The building's corners will feature restaurants and stores. One will be reserved for an American Airlines members-only Admiral's Club. Concession areas will line each of the concourse levels.

Mr. Schwarz said the arena's interior will shine during the day with natural light. Concourses will offer views of the Dallas skyline to the south, he said.

The arena will encompass about 815,000 square feet, roughly the size of eight Home Depot stores combined. That's about 10 percent bigger than preliminary plans had projected.

American Airlines is paying $195 million over 30 years for the arena naming rights and marketing deals with the teams. The arena model showed American's logo atop an arch on all sides of the building. One drawing showed models of American planes suspended from a concourse roof.

Donald Carty, American's chairman and CEO, said American would enjoy huge advertising opportunities with the arena and the chance to show the company's commitment to the area.

"This is a watershed development of the proportions of D/FW Airport 25 years ago," he said.

Arena officials hope to hire a builder within days or weeks. Construction is scheduled to get under way this summer.

Commentary: Future arena mostly looks backward

Revised plan remains centered on nostalgia

07/29/99

By David Dillon / The Dallas Morning News

Hard as this may be to believe, the revised version of the new Dallas arena is even duller than the original.

After nearly two years of rethinking and refinement, Washington, D.C., architect David Schwarz has returned with a more ponderous assemblage of brick, stone, columns, vaults and arches. In a city that likes to boast of its vision and foresight, we are about to begin construction on a monument to 1930s nostalgia.

Mr. Schwarz describes his architecture as ''acting like a Rorschach test in which everyone can find something they recognize." Those who pore over the plans for the $325 million American Airlines Center may see a vintage American Airlines hangar, The Ballpark in Arlington, Woodrow Wilson High School in East Dallas, the facade of Union Station and other classic beaux-arts train terminals. It is less a style than a pastiche of easy and predictable details.

——————

• Required work
(1) Can you repeat the listing from its first line through the line containing "M 309 27 L 315", including both of those lines?
(2) Can you go on with the article about the new Dallas arena, picking up right after its last sentence?

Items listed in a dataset
——————

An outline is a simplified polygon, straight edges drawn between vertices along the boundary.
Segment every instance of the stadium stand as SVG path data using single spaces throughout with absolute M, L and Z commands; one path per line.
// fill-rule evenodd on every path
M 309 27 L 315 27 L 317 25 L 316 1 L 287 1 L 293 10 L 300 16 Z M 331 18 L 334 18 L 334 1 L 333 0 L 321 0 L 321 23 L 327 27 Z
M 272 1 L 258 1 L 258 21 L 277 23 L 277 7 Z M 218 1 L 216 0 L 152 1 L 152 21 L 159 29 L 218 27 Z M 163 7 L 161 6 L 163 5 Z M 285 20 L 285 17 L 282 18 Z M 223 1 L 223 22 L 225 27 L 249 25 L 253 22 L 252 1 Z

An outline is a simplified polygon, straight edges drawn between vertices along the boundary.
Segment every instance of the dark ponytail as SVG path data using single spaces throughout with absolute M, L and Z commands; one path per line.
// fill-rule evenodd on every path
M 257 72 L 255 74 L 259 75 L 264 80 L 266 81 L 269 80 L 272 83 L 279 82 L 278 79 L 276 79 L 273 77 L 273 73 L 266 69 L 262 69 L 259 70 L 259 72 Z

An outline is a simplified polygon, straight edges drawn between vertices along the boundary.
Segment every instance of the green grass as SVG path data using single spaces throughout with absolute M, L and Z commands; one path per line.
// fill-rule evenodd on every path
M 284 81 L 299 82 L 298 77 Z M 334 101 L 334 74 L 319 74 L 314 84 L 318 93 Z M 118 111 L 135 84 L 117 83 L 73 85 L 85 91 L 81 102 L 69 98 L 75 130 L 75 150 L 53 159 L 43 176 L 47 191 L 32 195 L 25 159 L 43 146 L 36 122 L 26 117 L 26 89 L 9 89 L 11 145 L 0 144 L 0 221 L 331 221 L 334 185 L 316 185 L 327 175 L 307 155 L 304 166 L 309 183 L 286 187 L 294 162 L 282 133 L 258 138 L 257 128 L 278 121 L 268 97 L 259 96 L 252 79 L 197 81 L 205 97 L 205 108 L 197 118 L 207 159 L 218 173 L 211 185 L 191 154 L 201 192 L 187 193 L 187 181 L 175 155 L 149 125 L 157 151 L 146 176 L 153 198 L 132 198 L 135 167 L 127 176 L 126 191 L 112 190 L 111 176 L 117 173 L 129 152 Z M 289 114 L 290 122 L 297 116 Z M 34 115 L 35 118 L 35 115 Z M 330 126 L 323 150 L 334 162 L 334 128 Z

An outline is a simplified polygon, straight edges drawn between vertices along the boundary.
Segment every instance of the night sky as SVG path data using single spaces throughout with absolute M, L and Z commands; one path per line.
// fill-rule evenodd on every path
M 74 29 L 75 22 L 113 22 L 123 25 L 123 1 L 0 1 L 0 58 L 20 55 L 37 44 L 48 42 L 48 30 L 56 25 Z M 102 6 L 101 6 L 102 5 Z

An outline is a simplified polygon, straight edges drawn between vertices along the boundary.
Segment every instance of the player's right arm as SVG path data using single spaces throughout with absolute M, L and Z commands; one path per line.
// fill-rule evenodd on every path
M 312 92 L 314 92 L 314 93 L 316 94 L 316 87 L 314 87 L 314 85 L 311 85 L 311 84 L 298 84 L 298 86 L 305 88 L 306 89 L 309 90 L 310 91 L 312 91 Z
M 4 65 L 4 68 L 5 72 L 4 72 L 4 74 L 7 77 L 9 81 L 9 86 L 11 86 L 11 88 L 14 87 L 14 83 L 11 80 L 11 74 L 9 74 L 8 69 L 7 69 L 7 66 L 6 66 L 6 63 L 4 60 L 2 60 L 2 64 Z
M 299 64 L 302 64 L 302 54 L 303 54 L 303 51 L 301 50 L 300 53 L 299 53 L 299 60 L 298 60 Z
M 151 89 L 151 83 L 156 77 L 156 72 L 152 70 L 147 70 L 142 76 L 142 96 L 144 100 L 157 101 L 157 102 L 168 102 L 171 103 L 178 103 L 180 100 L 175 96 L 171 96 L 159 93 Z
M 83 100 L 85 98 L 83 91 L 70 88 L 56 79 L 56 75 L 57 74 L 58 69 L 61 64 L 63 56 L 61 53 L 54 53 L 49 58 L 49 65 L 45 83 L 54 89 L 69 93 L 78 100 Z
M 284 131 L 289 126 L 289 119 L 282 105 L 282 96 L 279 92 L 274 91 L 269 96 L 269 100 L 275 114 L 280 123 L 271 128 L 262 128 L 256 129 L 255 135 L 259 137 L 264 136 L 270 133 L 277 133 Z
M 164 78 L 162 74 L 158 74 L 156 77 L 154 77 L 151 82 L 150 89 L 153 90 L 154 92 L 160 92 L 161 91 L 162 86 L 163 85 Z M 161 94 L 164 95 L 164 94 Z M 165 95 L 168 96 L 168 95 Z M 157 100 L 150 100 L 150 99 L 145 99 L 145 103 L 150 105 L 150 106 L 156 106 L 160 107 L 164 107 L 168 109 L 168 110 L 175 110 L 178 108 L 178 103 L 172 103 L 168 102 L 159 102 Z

——————

• The replies
(1)
An outline is a simplified polygon, straight edges drawn between vertices along the boundary.
Segment every instance of the stadium stand as SVG path data using single spaces throughout with absolute M, L and Z commands; one path per line.
// fill-rule evenodd on every path
M 309 27 L 315 27 L 317 25 L 316 1 L 287 1 L 293 10 L 300 16 Z M 331 18 L 334 18 L 334 1 L 333 0 L 321 0 L 321 23 L 327 27 Z

(2)
All of them have been arranged in an axial manner with grand entrances on all four sides, square towers on the corners - but not the Will Rogers Coliseum-inspired tower of the previous scheme - and frequent views out to the city.

In his remarks at Wednesday's news conference, Mr. Schwarz referred to a survey in which 76 percent of those interviewed preferred brick and stone to steel and glass. Focus group architecture..

Yet on the interior, Mr. Schwarz has made several unconventional moves that should please fans. He has pulled the ends of the seating bowl in 15 feet, bringing fans closer to the action than in most new arenas - and also making the luxury suites in those areas more salable. The interior concourses appear to have a grand scale and will be lined with shops and restaurants, more like an interior street than the usual racetrack in which fans wander round and round looking for their exit.

But as a piece of civic architecture, a critical statement about the city and its aspirations, the American Airlines Center remains a major disappointment.

In selling the idea of a new arena two years ago, city officials and developers used words such as bold, innovative, cutting edge and timeless. Dallas City Hall possesses some of those qualities. So does D/FW International Airport, the Morton H. Meyerson Symphony Center and, in its own way, DART. Each says that Dallas is focused on the future. The American Airlines Center says we prefer easy nostalgia.

TAX COLLECTIONS FOR NEW DALLAS ARENA AHEAD OF PROJECTIONS
August 19, 1999
Copyright 1999 MediaVentures

Collections on hotel and car rental taxes to fund a new arena for the Dallas Mavericks and Stars are ahead of schedule, leading city officials to consider ending the taxes sooner than expected. The car rental tax is performing 30% better than expected and the hotel room tax is 15% ahead of forecasts. Depending upon how long the trend continues, the city could lower the taxes before 2028 as previously planned.

Convention planners and tourist industry officials say the tax increase has apparently not hurt business in Dallas and they are unaware of any groups that changed their plans because of the tax increase.

The money is helping finance the new American Airlines Center which will open in 2001. The strong economy has also helped Arlington which increased its sales tax to help pay for the Rangers' Ballpark in Arlington. That debt is expected to be retired 10 years early in 2002.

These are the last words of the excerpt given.